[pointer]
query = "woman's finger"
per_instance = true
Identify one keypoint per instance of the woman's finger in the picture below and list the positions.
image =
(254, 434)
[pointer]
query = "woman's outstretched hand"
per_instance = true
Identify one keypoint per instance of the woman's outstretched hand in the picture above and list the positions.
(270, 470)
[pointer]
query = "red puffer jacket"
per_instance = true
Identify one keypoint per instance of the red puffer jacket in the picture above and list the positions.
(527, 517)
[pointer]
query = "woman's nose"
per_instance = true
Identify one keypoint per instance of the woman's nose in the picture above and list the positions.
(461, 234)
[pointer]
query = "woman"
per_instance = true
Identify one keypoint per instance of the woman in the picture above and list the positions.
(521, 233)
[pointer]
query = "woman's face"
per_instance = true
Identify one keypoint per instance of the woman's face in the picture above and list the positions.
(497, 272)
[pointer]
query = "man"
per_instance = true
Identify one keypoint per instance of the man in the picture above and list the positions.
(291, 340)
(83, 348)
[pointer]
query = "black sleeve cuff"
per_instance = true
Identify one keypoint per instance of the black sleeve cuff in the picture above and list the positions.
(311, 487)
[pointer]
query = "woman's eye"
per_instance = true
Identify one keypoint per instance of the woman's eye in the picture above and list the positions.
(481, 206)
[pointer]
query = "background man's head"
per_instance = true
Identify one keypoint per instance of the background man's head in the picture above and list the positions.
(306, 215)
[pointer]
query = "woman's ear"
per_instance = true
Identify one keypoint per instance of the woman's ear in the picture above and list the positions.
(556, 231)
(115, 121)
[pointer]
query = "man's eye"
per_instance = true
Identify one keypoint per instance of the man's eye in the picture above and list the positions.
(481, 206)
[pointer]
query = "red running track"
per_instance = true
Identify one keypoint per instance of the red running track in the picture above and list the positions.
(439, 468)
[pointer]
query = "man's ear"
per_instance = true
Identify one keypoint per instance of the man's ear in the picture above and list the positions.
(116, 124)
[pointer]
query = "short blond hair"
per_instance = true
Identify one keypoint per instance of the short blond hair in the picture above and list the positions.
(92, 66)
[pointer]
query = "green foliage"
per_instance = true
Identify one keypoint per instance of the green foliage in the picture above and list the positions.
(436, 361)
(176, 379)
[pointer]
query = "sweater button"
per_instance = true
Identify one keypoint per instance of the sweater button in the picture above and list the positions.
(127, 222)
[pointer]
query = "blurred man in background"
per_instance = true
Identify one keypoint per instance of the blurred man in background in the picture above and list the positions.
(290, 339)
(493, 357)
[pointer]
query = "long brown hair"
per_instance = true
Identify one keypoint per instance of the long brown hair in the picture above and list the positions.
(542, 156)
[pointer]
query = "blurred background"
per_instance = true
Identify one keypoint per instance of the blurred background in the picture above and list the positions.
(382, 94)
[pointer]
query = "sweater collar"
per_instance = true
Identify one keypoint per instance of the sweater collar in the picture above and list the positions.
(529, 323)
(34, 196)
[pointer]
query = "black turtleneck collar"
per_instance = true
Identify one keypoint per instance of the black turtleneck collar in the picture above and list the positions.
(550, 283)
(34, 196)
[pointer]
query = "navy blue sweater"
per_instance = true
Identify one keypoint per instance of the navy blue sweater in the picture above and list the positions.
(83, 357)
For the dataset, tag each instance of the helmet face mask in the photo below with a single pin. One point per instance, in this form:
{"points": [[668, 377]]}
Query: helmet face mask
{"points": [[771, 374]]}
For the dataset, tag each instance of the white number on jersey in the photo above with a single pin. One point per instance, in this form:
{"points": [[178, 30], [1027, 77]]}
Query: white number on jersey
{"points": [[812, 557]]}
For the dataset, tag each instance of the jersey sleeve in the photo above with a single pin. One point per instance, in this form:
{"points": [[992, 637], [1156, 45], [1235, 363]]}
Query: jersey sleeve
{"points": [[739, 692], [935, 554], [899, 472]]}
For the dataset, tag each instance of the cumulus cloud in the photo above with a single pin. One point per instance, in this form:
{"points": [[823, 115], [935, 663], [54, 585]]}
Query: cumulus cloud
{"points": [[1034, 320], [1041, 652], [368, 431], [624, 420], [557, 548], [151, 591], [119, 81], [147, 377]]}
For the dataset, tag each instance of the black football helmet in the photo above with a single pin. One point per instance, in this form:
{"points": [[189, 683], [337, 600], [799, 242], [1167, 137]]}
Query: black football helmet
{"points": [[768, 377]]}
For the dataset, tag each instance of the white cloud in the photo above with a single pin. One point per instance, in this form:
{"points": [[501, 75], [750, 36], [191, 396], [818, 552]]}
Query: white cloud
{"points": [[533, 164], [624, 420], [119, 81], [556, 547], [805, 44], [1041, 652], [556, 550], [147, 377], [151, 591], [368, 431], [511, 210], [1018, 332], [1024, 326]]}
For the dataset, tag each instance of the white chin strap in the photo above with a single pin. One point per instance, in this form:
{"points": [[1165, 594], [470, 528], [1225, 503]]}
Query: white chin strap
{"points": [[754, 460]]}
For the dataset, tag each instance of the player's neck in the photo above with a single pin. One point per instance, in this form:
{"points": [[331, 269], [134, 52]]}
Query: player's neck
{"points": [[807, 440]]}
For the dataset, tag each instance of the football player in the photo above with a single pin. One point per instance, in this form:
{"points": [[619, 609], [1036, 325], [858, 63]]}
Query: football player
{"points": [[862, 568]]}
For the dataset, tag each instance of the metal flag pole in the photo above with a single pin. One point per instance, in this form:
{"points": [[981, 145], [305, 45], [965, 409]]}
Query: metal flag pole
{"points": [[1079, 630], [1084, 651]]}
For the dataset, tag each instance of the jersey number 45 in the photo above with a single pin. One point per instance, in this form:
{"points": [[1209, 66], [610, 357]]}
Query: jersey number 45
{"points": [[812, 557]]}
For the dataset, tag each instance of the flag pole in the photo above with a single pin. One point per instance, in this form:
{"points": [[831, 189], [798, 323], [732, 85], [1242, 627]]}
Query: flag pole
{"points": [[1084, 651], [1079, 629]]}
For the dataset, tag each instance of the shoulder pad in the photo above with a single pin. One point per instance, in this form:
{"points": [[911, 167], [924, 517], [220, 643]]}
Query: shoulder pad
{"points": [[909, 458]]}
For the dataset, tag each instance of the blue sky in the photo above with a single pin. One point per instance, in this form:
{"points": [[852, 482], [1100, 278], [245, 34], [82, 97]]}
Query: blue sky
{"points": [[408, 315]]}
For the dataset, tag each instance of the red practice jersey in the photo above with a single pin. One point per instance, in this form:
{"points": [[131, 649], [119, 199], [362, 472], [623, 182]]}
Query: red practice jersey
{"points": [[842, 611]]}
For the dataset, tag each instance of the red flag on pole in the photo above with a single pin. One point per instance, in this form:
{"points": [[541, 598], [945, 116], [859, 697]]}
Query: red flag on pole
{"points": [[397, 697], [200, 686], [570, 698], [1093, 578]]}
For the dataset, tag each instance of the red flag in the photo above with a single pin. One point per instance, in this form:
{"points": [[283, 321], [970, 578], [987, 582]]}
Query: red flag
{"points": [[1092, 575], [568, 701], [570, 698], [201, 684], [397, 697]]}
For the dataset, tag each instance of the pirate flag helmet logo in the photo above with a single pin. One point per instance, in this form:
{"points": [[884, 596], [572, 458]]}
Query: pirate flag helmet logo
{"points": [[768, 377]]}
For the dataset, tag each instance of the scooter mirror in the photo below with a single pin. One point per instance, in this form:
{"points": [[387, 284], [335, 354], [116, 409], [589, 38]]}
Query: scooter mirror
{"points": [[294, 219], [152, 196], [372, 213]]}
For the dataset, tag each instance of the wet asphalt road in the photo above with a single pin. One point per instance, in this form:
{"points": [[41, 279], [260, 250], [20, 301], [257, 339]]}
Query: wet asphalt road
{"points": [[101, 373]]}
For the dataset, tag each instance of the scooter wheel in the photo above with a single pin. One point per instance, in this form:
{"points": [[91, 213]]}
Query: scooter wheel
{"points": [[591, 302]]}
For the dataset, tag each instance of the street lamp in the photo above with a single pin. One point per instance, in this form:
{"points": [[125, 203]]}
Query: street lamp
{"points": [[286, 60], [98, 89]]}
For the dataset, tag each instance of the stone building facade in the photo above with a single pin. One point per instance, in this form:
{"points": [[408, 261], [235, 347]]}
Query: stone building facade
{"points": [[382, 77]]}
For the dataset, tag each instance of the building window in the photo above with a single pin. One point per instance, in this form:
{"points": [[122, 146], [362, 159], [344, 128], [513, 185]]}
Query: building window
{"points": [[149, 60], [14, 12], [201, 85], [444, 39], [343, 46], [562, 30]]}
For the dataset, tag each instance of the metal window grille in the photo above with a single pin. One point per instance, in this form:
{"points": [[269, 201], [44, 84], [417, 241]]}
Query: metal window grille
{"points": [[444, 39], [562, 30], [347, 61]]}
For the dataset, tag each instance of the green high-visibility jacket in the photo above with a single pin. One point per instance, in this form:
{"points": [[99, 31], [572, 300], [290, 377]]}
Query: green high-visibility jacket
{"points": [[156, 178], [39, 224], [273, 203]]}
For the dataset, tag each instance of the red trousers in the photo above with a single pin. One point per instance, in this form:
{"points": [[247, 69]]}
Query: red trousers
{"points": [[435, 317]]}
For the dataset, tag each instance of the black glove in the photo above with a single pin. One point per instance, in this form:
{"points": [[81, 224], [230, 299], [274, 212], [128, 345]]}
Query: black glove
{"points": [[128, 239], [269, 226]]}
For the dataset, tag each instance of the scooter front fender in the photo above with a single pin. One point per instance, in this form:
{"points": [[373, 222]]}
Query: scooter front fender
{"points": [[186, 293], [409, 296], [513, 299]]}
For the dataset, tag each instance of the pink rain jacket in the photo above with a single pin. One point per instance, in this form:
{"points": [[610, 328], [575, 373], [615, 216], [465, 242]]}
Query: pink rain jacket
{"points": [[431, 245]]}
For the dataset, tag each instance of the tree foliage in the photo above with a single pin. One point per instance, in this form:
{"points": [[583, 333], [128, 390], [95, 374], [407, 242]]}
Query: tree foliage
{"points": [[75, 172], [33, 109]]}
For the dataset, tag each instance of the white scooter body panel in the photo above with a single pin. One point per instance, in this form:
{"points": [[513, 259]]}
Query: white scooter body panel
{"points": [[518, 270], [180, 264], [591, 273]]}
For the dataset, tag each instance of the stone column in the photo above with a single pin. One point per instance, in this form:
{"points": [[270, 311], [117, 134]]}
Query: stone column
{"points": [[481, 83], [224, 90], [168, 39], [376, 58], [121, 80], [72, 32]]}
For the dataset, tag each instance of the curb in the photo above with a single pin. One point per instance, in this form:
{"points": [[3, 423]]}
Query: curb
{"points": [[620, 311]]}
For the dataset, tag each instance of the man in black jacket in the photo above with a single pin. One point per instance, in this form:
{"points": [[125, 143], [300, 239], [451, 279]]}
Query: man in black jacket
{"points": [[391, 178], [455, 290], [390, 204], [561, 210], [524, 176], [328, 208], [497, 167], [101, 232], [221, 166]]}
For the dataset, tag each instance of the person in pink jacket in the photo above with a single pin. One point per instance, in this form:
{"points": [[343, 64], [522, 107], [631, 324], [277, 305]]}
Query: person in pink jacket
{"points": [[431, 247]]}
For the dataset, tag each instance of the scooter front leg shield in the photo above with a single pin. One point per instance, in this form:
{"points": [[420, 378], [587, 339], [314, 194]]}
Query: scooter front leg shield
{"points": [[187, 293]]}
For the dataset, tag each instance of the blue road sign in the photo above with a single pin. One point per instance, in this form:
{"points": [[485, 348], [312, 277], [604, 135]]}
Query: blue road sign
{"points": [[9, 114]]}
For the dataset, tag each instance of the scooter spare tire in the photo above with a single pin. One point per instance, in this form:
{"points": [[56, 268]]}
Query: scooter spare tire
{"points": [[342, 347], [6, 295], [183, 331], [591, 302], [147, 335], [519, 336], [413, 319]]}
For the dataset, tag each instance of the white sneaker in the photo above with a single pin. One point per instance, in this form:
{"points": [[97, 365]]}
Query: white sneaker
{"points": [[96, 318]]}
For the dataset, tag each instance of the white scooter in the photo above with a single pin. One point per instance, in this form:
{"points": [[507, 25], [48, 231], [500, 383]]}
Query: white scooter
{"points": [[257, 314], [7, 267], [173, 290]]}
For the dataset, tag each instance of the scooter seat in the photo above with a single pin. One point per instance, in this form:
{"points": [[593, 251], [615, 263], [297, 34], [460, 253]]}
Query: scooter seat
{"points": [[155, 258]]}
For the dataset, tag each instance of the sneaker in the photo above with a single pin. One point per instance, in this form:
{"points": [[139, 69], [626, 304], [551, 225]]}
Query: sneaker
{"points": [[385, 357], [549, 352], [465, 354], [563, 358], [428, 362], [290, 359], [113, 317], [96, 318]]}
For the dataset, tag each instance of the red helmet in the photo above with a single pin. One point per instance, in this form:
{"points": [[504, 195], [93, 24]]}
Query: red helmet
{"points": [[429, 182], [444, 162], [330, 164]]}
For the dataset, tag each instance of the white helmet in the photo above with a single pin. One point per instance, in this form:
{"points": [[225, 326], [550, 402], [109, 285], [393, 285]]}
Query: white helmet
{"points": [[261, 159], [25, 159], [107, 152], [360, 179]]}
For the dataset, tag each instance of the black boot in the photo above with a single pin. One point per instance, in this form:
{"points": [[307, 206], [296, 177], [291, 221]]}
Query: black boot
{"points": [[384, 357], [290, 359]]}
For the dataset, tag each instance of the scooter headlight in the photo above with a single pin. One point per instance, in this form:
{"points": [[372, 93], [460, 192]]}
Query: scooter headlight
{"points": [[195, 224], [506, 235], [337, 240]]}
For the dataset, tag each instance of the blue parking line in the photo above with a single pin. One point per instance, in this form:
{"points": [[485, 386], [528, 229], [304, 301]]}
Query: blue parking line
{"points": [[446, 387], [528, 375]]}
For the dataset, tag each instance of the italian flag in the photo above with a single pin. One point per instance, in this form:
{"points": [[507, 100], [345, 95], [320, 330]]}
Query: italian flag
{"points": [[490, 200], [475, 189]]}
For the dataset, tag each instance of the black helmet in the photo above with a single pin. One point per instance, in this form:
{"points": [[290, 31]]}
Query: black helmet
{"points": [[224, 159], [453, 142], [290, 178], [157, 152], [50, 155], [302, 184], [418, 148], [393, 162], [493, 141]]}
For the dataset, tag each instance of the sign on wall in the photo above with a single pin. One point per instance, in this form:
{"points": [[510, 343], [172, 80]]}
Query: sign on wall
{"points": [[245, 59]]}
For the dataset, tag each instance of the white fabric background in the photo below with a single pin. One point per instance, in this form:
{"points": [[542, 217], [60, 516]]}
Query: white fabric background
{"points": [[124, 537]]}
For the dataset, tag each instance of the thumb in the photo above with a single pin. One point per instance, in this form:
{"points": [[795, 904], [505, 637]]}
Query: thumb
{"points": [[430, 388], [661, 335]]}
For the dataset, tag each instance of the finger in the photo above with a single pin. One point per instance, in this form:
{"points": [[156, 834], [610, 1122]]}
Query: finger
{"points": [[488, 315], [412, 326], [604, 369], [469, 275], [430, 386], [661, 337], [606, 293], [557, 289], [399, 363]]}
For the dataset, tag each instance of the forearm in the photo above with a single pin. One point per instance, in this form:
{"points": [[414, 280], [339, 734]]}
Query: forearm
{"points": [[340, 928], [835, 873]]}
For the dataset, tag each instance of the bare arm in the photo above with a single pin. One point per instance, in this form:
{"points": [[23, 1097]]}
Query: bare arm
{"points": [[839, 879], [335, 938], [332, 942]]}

WHAT YOU SHOULD DO: Reproduce the lines of the entries above exactly, but only from the line containing "For the dataset, tag each instance of the bare" through the final line.

SOLUTION TO THE PROBLEM:
For the dataset, tag each instance of the bare arm in the photo above with a single pin. One point per instance, in this form:
{"points": [[23, 1097]]}
Query: bare arm
{"points": [[839, 879], [335, 938], [332, 942]]}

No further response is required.